▸ **抜粋テキスト**:
——

説明

画像形成装置および画像形成装置の制御方法

【課題】筐体設計の制限や負荷動作の制限を軽減できると共に、画像形成条件にあった高精度な制御を行うことが可能な画像形成装置およびその制御方法を提供する。
【解決手段】複数のユニットと主制御部とを備え、複数のユニットおよび主制御部がそれぞれ光通信部および光通信チャンネルを有し、該光通信部および光通信チャンネルによって相互にデータを送受信する画像形成装置であって、光通信チャンネルは、複数のユニットの1つ以上と光通信可能であり、光通信チャンネルと、この光通信チャンネルと光通信可能な1つ以上のユニットとが可動中継ミラーにより中継され、可動中継ミラーが画像形成条件によって、光通信チャンネルと、この光通信チャンネルと光通信可能な1つ以上のユニットとの光通信関係を変更することを特徴とする画像形成装置。

【発明の詳細な説明】
【技術分野】
【0001】
本発明は、複写機、プリンタ等の画像形成装置およびその制御方法に関する。特に、画像形成装置内の各ユニット間でデータを光信号で送受信する光通信システムを採用する画像形成装置およびその制御方法に関するものである。
【背景技術】
【0002】
従来の画像形成装置においては、無線LAN、ブルートゥース、RFID等の電波を用いた通信方式を利用して、画像データをユニット間で転送する技術が知られている。しかし、このような電波を用いた通信方式を用いて、各ユニットをリアルタイムに制御する場合には以下の問題があった。すなわち、他電波や通信間近傍の障害物による干渉、またプロトコルの処理遅延などにより通信のバラつきが大きく、リアルタイムに制御することが困難であった。また、そのために応用が困難であった。
【0003】
そこで上記電波干渉がなく、機内通信においてプロトコルの設計に比較的自由度のある光通信方式により各ユニット間の互いの情報をやり取りする方法が提案されている。
【0004】
例えば、光または超音波による非接触の送受信装置を用いて装置間の信号の送受を行う方法が提案されている(例えば、特許文献1参照)。これにより、電線束(ハーネス)等の信号線を有する接触型の装置における断線や、コネクタの取付精度等の不具合を解決している。
【0005】
また、互いに離間された制御手段にそれぞれ光情報手段を設け、これらの光情報伝送手段によって制御情報を授受することにより、静電気の混入を防止し誤動作を減少させた画像形成装置が提案されている(例えば、下記特許文献2参照)。

——

▸ **データ部分**:
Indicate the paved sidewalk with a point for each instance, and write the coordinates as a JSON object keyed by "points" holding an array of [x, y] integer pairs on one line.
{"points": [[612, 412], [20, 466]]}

——

▸ **短い課題 1**:
抜粋テキストの「画像形成装置および画像形成装置の制御方法」から「のために応用が困難であった。」までの部分を、「画像データ」を「制御データ」に変更して示してください。
▸ **短い課題 2**:
抜粋テキストによると、電波を用いた通信方式で各ユニットをリアルタイムに制御するのが困難だったのはなぜですか。

▸ **完全な解答 1**:
画像形成装置および画像形成装置の制御方法

【課題】筐体設計の制限や負荷動作の制限を軽減できると共に、画像形成条件にあった高精度な制御を行うことが可能な画像形成装置およびその制御方法を提供する。
【解決手段】複数のユニットと主制御部とを備え、複数のユニットおよび主制御部がそれぞれ光通信部および光通信チャンネルを有し、該光通信部および光通信チャンネルによって相互にデータを送受信する画像形成装置であって、光通信チャンネルは、複数のユニットの1つ以上と光通信可能であり、光通信チャンネルと、この光通信チャンネルと光通信可能な1つ以上のユニットとが可動中継ミラーにより中継され、可動中継ミラーが画像形成条件によって、光通信チャンネルと、この光通信チャンネルと光通信可能な1つ以上のユニットとの光通信関係を変更することを特徴とする画像形成装置。

【発明の詳細な説明】
【技術分野】
【0001】
本発明は、複写機、プリンタ等の画像形成装置およびその制御方法に関する。特に、画像形成装置内の各ユニット間でデータを光信号で送受信する光通信システムを採用する画像形成装置およびその制御方法に関するものである。
【背景技術】
【0002】
従来の画像形成装置においては、無線LAN、ブルートゥース、RFID等の電波を用いた通信方式を利用して、制御データをユニット間で転送する技術が知られている。しかし、このような電波を用いた通信方式を用いて、各ユニットをリアルタイムに制御する場合には以下の問題があった。すなわち、他電波や通信間近傍の障害物による干渉、またプロトコルの処理遅延などにより通信のバラつきが大きく、リアルタイムに制御することが困難であった。また、そのために応用が困難であった。

▸ **完全な解答 2**:
他電波や通信間近傍の障害物による干渉、またプロトコルの処理遅延などにより、通信のバラつきが大きかったためです。